OBJECTIVE
Render all of the data below as a numbered list with no blank lines, and leave out the pictures.
[START OF EXCERPTED DATA]
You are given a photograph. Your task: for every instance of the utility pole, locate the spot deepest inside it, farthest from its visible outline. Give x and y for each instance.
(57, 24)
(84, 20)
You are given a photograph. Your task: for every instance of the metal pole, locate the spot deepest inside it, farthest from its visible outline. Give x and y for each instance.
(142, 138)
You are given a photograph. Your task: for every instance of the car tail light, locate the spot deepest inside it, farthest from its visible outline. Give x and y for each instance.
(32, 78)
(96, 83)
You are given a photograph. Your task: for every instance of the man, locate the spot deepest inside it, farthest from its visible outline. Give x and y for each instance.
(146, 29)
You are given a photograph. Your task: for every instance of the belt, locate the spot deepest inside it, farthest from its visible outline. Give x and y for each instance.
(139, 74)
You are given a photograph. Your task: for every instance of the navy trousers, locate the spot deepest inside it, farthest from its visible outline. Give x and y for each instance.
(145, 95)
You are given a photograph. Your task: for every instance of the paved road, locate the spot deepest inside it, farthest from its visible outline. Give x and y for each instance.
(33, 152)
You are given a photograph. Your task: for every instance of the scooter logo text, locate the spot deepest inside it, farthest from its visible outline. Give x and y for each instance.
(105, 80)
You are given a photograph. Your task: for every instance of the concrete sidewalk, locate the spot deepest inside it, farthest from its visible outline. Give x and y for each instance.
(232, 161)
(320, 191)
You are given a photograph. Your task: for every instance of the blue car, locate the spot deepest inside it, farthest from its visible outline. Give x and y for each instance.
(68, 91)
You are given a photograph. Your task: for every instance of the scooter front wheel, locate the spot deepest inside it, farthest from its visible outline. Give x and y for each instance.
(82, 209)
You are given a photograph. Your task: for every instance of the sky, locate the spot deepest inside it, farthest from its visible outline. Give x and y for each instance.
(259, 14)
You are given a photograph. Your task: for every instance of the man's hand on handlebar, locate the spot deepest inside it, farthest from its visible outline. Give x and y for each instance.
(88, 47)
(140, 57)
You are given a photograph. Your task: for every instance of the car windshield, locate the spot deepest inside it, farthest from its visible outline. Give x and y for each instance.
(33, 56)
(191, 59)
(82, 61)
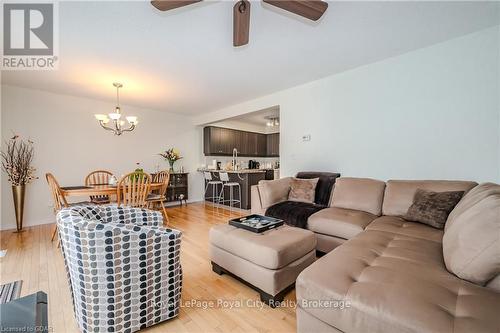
[END OF EXCERPTED DATA]
WRITTEN SOLUTION
1. You are given a photograph. Your task: for every instance of the utility pole, locate the spot deepest inside it, farthest from its visible outline. Give x and y for each instance.
2. (57, 24)
3. (84, 20)
4. You are given a photograph. Your task: for every instance of the metal pole, locate the spot deepest inside it, farthest from its visible outline. Give x and y for each instance.
5. (142, 138)
6. You are given a photograph. Your task: for every instance of the car tail light, locate the spot deepest inside it, farthest from its visible outline. Give x and y for each instance.
7. (32, 78)
8. (96, 83)
9. You are given a photograph. Your task: for every instance of the man, locate the spot deepest inside it, farthest from its visible outline. Give x and y for each instance.
10. (146, 29)
11. You are given a photograph. Your task: for every instance of the belt, locate the spot deepest inside it, farthest from its visible outline. Give x and y for each instance.
12. (139, 74)
13. You are given a photograph. Your task: for every instance of the navy trousers, locate the spot deepest inside it, farthest from its visible outline. Give x and y for each instance.
14. (145, 95)
15. You are given a photograph. Your task: for every instance of the paved road, locate the spot deepest inside it, farthest from its visible outline. Give x and y for each instance.
16. (33, 152)
17. You are given a photograph. Your task: for every instance of the scooter logo text, locate the spot deepest inside it, farthest from its visible outline. Give x and y for each instance.
18. (105, 80)
19. You are given a photograph. Your task: for every instance of the concrete sidewalk, locate the spot deepest inside it, farthest from its visible outline. Give x and y for each instance.
20. (232, 161)
21. (320, 191)
22. You are given a photograph. Your task: for every instance of the blue car, locate the spot deepest inside it, farthest from its visible outline. Give x and y for each instance.
23. (68, 91)
24. You are given a photograph. Your task: for every instance of the scooter front wheel, locate the spot deepest inside it, farthest from its visible outline. Give x and y for each instance.
25. (82, 209)
26. You are given a photograph. Your task: for every instance of the sky, locate the spot deepest inside it, farthest from its visible outline. Give x and y for each instance.
27. (259, 14)
28. You are given a photograph. Your task: for every instance of the man's hand on handlebar, locate the spot deepest inside it, farthest from its visible outline. Give x and y for each instance.
29. (88, 47)
30. (140, 57)
31. You are given a photograph. Your task: for every instance of the car windshield, locate the spot deepest inside it, farthest from its visible outline. Give x and y for each instance.
32. (33, 56)
33. (191, 59)
34. (82, 61)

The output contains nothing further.